* [What the task asks] Look below for the line with "like [767, 485].", and from there restate every line word for word until the entries end.

* [Provided entries]

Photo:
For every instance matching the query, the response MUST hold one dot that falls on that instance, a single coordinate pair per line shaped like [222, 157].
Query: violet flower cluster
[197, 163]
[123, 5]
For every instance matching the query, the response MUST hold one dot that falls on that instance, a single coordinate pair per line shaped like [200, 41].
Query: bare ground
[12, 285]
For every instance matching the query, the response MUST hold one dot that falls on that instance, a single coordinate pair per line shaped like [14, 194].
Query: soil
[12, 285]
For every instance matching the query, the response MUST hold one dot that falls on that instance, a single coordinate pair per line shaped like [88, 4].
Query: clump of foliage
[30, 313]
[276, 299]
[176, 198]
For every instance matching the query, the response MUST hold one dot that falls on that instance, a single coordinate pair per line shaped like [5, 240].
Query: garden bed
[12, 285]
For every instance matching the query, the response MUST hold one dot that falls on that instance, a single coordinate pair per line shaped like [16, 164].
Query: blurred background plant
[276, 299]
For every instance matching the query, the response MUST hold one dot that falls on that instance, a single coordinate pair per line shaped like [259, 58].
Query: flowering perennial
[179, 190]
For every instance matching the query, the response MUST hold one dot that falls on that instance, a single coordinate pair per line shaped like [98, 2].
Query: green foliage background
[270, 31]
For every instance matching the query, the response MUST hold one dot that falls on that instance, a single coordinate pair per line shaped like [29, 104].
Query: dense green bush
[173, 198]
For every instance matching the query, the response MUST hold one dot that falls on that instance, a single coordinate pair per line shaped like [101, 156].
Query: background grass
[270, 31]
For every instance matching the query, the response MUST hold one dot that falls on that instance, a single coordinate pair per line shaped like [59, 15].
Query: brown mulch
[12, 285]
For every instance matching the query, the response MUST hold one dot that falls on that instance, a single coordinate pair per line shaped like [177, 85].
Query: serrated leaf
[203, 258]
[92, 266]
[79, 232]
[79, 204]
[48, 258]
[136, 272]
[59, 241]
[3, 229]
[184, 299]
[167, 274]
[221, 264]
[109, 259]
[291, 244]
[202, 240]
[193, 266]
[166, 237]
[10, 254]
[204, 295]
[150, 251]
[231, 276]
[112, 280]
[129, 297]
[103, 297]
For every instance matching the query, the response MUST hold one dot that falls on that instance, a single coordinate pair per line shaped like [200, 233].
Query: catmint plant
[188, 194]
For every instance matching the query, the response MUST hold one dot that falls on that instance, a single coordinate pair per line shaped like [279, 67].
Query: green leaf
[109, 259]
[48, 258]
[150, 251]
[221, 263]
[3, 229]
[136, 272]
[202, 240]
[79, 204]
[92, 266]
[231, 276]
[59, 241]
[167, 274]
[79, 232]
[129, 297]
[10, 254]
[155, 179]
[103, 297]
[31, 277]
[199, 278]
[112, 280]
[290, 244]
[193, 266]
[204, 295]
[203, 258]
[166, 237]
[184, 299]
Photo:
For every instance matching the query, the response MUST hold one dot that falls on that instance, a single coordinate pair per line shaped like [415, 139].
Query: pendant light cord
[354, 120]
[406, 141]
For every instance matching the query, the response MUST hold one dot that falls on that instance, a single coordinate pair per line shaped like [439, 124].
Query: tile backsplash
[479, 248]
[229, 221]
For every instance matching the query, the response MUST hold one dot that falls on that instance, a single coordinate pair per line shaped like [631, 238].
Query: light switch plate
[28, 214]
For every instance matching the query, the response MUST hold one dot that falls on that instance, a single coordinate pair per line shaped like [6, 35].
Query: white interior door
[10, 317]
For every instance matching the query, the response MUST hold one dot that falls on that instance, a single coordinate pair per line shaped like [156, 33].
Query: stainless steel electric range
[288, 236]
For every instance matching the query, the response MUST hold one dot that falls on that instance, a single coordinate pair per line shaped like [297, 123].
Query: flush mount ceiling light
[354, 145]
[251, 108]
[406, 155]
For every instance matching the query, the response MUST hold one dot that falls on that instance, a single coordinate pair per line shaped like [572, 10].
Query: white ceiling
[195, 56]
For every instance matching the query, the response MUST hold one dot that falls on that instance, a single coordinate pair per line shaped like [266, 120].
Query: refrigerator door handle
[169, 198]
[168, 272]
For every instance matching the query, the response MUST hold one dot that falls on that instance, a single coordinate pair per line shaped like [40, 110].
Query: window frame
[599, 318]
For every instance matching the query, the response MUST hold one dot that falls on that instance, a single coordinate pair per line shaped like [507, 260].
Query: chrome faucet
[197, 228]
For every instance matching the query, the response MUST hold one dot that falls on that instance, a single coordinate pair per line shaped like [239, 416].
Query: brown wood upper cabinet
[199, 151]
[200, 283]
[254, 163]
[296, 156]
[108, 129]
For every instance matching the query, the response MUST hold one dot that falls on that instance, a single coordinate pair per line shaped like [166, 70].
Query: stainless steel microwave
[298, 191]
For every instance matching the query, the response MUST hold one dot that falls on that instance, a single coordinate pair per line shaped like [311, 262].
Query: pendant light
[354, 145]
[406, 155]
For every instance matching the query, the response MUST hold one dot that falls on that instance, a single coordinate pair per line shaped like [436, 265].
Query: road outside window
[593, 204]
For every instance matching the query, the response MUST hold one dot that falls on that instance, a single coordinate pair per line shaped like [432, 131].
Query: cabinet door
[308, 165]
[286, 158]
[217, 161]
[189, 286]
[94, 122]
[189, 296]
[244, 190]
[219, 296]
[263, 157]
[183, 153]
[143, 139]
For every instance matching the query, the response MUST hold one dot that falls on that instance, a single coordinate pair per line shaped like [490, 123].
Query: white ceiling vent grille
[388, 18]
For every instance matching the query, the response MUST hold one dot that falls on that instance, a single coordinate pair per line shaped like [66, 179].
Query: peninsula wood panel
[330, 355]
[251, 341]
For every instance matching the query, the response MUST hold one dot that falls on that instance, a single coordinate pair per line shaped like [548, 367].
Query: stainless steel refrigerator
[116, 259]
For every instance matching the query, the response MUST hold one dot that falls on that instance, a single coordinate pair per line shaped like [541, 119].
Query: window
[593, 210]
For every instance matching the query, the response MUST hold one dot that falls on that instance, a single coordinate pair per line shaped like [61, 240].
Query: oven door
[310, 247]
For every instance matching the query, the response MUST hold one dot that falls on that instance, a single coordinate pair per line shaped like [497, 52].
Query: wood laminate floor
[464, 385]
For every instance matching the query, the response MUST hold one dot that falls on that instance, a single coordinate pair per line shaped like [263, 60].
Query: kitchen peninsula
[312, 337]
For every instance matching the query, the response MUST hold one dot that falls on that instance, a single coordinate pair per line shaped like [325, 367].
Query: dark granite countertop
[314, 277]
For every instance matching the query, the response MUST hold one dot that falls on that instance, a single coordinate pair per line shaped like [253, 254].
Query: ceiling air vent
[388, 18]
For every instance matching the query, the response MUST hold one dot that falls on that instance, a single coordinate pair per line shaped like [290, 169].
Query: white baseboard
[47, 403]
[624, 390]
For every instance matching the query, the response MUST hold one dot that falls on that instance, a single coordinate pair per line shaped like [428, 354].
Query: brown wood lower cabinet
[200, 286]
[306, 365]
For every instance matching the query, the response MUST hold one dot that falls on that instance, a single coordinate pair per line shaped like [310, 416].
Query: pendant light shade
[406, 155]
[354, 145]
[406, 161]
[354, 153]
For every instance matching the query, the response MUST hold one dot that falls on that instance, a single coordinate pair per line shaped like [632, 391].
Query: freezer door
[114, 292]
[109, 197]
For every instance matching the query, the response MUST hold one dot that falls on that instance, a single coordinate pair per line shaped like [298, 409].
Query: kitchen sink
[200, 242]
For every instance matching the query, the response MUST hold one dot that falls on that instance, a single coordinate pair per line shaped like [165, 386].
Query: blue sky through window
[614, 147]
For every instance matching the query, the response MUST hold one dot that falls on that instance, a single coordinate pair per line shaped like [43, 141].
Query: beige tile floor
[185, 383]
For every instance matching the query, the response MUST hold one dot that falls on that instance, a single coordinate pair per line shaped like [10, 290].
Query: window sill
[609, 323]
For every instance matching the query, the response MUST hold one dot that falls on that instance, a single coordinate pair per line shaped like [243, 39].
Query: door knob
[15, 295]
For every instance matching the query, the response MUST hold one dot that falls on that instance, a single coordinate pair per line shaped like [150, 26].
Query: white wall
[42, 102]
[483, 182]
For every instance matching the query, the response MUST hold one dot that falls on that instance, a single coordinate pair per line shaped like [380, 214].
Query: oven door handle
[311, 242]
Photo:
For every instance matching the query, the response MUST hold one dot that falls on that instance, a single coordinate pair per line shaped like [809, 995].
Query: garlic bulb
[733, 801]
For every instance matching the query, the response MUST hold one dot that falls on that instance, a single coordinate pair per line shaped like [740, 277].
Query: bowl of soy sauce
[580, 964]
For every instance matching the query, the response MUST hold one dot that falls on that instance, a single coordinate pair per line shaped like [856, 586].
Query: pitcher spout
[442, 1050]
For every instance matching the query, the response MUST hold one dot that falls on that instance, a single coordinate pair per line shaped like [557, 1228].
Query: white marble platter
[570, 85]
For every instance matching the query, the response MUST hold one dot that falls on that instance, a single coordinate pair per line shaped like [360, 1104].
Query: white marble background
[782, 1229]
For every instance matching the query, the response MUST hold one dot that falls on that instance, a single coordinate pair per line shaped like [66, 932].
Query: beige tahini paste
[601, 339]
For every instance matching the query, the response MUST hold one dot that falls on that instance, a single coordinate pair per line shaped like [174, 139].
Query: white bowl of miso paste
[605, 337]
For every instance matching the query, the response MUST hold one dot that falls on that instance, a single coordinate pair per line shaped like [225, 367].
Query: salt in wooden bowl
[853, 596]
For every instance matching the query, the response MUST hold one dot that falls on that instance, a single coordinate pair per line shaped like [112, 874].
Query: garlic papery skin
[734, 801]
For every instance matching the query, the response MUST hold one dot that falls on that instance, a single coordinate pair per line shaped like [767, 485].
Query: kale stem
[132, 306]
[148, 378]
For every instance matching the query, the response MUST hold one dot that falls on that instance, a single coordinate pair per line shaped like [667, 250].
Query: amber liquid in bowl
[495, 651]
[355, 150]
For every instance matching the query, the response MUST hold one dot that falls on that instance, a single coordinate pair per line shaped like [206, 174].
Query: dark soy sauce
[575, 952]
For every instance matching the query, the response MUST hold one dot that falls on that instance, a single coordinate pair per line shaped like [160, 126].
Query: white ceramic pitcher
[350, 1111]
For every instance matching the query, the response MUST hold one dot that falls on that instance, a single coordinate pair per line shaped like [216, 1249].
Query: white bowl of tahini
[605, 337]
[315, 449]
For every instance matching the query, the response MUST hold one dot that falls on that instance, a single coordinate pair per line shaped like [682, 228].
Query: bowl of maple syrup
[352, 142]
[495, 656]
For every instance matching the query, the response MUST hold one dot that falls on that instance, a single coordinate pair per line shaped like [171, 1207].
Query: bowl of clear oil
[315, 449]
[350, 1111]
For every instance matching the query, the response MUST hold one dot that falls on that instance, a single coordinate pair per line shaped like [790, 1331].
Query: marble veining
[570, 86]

* [Complete response]
For every instance matching the query, the response MUST hold one dot that falls on that instance, a single coordinate pair per line shaped like [767, 485].
Query: kale stem
[132, 306]
[148, 378]
For every instance matching the query, the response MUST hold one dot that falls on that instance, a single coordinate pair per line shaped like [667, 250].
Query: amber liquid in bowl
[495, 651]
[355, 150]
For every instance matching the query, the response MUST hold one dot that falls on that instance, a single coordinate pair per line shaped like [206, 174].
Query: dark soy sauce
[575, 952]
For every instance matching the query, the response MUST hold one dot that falls on that instance, a single coordinate pair per line shaped like [160, 126].
Query: white ceramic pitcher
[350, 1111]
For every instance matching the query, the response MUST hold one dot that falls on that instance, a single coordinate pair per line shaped like [216, 1249].
Query: white bowl of tahini
[605, 337]
[315, 449]
For every instance matching the query, the response MUST hold one dot that falls on that instance, a single coordinate pair per line shaped like [682, 228].
Query: bowl of maple syrup
[352, 142]
[495, 656]
For every instance matching the query, the response MUST hold one dot that falls on that instance, a single coordinate pair per line shaped like [171, 1207].
Query: bowl of clear oil
[315, 449]
[350, 1111]
For every instance matching the query, the response MUST hold one dot that falls on that instance, a single coordinate pair per line shaped like [790, 1331].
Query: marble veining
[570, 86]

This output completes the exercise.